• _Kutipan Sumber_:
★ ★ ★ ★

Memahami Istilah Pacaran
Sebelum menulis judul ini, saya sempat ngasi
kode terlebih dahulu di media sosial bahwa saya akan menulis mengenai pacaran positif.
Ada beberapa teman yang langsung berkomentar bahwa “pacaran itu tidak ada yang
positif”, “pacaran itu jelas haram”, “pacaran positif itu hanya modus saja” dan
sebagainya.
Its
ok.
Nggak apa-apa. Semua orang berhak untuk berkomentar. Tapi izinkan saya untuk
menyampaikan argumen saya mengenai pacara positif.
Setelah saya mendapatkan dan membandingkan
beberapa informasi mengenai pacaran, untuk saat ini saya berkesimpulan bahwa
istilah pacaran masih bersifat netral, wajar dan manusiawi. Karena istilah awal
yang netral inilah, pacaran bisa menjadi positif, bisa juga negatif.
Nggak percaya?. Mari kita bahas!.
Di dalam Wikipedia, “Pacaran merupakan proses
berkenalan antara dua insan manusia yang biasanya berada dalam rangakaian tahap
pencarian kecocokan menuju kehidupan berkeluarga yang dikenal dengan
pernikahan.” (id.wikipedia.org/wiki/pacaran. Diakses 7 Juli 2017).

★ ★ ★ ★

Baris dataset tentang letak objek
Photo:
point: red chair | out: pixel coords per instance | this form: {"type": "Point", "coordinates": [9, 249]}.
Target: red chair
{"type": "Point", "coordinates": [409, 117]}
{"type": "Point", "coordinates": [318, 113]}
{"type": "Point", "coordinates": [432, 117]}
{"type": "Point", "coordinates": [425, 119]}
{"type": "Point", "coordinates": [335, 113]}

★ ★ ★ ★

• _Yang Akan Dikerjakan_:
**a)** Menurut teks tentang pacaran, pada tanggal berapa halaman Wikipedia mengenai pacaran diakses?
**b)** Tampilkan setiap baris data yang memuat kata "type". Huruf besar dan huruf kecil dibedakan.
Teks tentang pacaran dan baris-baris data tidak saling berhubungan.

• _Kunci Jawaban_:
**a)** 7 Juli 2017.

**b)**
point: red chair | out: pixel coords per instance | this form: {"type": "Point", "coordinates": [9, 249]}.
{"type": "Point", "coordinates": [409, 117]}
{"type": "Point", "coordinates": [318, 113]}
{"type": "Point", "coordinates": [432, 117]}
{"type": "Point", "coordinates": [425, 119]}
{"type": "Point", "coordinates": [335, 113]}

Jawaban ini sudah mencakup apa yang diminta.